YOUR INSTRUCTIONS
The answer is every line in the data below that contains the word "hanging".

Point-per-instance localization data
────────────────────

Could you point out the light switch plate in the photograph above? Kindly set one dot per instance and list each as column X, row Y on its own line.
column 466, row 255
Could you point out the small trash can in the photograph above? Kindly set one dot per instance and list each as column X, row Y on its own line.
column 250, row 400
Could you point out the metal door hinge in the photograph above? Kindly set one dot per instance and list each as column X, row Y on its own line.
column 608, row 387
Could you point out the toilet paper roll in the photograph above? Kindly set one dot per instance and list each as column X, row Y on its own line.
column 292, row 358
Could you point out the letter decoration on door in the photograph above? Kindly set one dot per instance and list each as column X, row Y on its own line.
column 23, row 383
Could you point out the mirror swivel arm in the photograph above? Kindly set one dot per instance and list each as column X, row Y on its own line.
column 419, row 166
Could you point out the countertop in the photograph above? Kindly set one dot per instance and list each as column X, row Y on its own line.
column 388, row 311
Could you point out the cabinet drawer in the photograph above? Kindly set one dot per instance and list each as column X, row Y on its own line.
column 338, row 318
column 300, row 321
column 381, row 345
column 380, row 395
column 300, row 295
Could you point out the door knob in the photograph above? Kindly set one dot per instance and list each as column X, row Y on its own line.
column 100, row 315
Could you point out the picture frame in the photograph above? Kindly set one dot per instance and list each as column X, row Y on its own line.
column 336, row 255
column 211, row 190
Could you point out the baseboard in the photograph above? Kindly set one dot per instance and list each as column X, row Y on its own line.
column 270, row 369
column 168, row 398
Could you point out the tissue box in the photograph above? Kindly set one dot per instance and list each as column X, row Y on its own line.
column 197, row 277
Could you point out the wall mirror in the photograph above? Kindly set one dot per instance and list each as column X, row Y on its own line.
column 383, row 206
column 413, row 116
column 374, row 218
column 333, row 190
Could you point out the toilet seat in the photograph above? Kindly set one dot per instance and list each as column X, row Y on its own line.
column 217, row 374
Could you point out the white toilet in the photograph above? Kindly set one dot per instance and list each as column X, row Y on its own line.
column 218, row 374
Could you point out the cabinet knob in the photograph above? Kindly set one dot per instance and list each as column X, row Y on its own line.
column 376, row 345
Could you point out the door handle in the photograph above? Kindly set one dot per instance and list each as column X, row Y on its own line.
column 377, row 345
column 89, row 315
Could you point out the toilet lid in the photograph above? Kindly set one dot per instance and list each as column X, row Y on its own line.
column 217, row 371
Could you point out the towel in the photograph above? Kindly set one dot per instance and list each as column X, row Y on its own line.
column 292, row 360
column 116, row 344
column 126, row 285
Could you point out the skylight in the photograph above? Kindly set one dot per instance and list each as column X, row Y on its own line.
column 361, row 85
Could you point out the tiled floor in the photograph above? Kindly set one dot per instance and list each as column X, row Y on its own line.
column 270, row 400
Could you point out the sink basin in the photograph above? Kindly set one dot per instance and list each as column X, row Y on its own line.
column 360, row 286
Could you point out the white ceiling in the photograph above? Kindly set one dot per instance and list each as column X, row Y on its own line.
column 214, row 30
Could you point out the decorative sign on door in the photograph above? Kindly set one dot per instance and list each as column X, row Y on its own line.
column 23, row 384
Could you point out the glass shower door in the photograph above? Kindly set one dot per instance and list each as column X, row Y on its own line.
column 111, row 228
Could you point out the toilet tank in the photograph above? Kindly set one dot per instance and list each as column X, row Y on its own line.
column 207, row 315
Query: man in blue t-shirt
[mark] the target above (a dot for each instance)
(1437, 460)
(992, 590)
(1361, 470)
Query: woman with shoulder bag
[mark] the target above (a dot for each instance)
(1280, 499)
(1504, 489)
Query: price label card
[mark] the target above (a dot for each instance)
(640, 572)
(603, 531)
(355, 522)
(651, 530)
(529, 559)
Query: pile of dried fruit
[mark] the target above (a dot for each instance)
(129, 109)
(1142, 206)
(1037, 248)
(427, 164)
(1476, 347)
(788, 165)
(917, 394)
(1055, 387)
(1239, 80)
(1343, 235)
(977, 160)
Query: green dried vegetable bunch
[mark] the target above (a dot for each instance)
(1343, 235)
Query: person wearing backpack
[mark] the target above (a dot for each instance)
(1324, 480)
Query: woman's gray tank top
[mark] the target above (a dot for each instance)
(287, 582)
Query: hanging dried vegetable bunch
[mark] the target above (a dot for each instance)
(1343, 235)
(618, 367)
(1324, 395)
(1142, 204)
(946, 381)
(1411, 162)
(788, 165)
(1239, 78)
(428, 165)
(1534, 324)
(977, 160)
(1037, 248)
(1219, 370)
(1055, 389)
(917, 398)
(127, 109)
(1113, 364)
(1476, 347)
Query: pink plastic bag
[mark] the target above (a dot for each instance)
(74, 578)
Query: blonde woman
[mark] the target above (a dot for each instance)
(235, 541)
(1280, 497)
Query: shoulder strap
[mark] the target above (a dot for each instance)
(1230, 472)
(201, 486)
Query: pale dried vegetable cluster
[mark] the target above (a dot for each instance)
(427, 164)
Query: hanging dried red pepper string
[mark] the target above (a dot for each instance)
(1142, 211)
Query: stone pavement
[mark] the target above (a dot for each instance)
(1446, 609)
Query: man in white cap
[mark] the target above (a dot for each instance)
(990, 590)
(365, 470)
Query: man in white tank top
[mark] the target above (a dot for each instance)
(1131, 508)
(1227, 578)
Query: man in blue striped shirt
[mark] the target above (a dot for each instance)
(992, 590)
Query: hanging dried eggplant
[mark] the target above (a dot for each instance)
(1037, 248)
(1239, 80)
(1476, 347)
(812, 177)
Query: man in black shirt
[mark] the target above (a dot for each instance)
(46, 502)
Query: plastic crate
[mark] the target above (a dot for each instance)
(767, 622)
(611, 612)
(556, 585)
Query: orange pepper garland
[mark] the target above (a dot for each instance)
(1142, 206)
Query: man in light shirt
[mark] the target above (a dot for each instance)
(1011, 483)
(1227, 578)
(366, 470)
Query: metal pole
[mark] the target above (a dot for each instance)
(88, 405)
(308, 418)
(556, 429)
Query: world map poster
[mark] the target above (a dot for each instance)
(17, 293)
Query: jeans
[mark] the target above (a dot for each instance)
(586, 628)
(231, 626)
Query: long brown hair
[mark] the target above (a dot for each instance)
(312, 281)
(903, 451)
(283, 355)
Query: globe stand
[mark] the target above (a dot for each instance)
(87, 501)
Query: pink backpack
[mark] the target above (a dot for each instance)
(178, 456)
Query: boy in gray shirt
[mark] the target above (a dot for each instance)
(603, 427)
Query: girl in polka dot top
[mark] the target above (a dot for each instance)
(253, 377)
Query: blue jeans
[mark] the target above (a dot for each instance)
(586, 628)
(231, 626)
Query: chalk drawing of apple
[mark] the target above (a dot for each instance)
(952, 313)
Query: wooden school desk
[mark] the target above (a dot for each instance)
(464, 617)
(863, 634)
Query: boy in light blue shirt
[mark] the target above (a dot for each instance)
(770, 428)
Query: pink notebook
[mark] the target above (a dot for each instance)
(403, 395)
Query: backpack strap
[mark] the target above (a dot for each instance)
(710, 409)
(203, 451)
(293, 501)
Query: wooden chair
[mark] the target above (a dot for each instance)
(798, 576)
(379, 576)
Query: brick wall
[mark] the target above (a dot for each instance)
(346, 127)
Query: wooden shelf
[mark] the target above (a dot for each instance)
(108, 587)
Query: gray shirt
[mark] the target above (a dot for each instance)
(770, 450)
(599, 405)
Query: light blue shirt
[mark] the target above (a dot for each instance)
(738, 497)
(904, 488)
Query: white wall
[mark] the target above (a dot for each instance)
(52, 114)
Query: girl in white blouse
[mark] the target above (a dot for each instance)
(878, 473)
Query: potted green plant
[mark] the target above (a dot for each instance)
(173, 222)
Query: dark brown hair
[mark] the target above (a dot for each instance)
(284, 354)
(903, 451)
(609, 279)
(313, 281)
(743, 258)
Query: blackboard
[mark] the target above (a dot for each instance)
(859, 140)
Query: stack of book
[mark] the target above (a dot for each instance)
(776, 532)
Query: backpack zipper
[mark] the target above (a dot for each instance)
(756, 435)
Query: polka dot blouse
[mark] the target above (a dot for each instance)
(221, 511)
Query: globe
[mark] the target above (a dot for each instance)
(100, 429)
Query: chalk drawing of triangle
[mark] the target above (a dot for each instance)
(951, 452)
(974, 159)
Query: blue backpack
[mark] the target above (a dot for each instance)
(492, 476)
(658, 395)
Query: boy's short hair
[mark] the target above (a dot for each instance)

────────────────────

YOUR SOLUTION
Query: hanging dried vegetable bunch
Query: hanging dried red pepper string
Query: hanging dried eggplant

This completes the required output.